Request:
In the records below, change "Place a marker" to "Put a point" and reproduce every line with nothing else altered.

Entries from a dataset:
◇ ◇ ◇ ◇ ◇ ◇ ◇

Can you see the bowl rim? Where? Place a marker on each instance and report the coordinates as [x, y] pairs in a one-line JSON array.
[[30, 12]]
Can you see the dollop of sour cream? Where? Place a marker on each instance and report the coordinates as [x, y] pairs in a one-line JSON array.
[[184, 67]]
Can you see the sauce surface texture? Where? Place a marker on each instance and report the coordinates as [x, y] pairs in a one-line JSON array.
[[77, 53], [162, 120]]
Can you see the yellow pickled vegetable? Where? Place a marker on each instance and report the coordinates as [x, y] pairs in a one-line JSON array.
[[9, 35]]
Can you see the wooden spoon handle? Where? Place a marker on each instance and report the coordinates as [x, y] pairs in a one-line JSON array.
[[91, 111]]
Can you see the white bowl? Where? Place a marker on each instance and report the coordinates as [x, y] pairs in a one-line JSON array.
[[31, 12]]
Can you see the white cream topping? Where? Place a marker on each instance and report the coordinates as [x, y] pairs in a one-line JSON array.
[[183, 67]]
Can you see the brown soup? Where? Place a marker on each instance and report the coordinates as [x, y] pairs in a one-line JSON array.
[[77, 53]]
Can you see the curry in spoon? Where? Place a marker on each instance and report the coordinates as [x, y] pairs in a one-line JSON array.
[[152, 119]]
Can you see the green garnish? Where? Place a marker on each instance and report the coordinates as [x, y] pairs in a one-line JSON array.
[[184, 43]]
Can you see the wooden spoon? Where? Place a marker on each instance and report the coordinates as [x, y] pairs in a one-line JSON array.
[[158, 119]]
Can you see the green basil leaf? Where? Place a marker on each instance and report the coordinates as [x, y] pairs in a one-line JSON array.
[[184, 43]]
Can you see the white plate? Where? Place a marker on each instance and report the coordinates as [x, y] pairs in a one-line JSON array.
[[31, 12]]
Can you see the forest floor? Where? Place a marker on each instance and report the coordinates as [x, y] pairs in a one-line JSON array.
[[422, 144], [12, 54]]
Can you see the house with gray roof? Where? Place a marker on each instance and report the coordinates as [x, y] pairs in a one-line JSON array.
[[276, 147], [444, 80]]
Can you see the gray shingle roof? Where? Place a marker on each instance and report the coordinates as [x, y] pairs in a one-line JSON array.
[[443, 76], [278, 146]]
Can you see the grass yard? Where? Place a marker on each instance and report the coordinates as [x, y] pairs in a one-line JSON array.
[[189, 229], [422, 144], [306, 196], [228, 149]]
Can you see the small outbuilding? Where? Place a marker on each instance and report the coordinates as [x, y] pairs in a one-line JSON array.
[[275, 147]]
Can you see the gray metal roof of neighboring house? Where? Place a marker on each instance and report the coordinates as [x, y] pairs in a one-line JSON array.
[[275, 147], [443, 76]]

◇ ◇ ◇ ◇ ◇ ◇ ◇

In response:
Can you see the bowl rim? Where? Put a point on each instance and report the coordinates as [x, y] pairs in a one-line JSON array.
[[30, 12]]
Can you see the dollop of sour cream? Where? Put a point on each instance and report the coordinates as [x, y] pairs in a one-line JSON array.
[[184, 67]]
Can you see the sauce surface texture? Where? Put a point on each instance and report the coordinates as [x, y] pairs in a one-line JSON array.
[[77, 53], [162, 120]]
Can you see the yellow pickled vegetable? Where? Put a point on each instance and report the coordinates as [x, y] pairs in a one-line JSON array.
[[9, 35]]
Can you see the wooden spoon handle? Where? Put a point on each instance and report the coordinates as [x, y] pairs in a one-line JSON array.
[[91, 111]]
Can you see the white bowl? Where? Put a point on each instance and report the coordinates as [x, y] pairs in a one-line JSON array.
[[31, 12]]
Can you see the white cream topping? Where? Put a point on each instance and report the coordinates as [x, y] pairs in a one-line JSON array.
[[183, 67]]
Can you see the brown soup? Where? Put a point on each instance and report the coordinates as [x, y] pairs in a one-line JSON array.
[[77, 53]]
Can you see the curry in spoon? Where? Put a point on each instance and report the coordinates as [x, y] pairs in a one-line JSON array.
[[152, 119]]
Can you see the green garnish? Where? Put a point on each instance and report the coordinates as [x, y] pairs in a one-line JSON array.
[[184, 43]]
Can you see the wooden spoon? Where? Put a point on each instance and report the coordinates as [x, y] pairs in a one-line JSON array.
[[158, 119]]
Can you see the green basil leaf? Where? Put a point on each instance and report the coordinates as [x, y] pairs in a one-line JSON array.
[[184, 43]]
Can you see the white plate? Where? Put a point on each instance and report the coordinates as [x, y] pairs in a one-line JSON array.
[[31, 12]]
Can you see the forest floor? Where? Put a point on each instance and report the coordinates as [x, y] pairs in a one-line JSON array.
[[422, 144], [12, 54]]
Can you see the house with gray roof? Where? Put a point on each instance and report the coordinates as [x, y] pairs in a one-line JSON array.
[[276, 147], [444, 80]]
Can you see the gray shingle roof? Where? Put a point on each instance and report the coordinates as [x, y] pairs in a one-line JSON array.
[[443, 76], [278, 146]]
Can you see the grass yard? Where? Put a point on each instance and report the coordinates as [x, y] pairs in a one-line JSON array.
[[189, 229], [422, 144], [306, 196], [228, 149]]
Can you see the small outbuilding? Where? Put a point on each instance and report the coordinates as [x, y] pairs in a one-line JSON array.
[[275, 147]]
Can you see the gray metal roof of neighboring house? Where? Put a point on each instance and report the coordinates as [x, y] pairs in a one-line JSON array.
[[275, 147], [443, 76]]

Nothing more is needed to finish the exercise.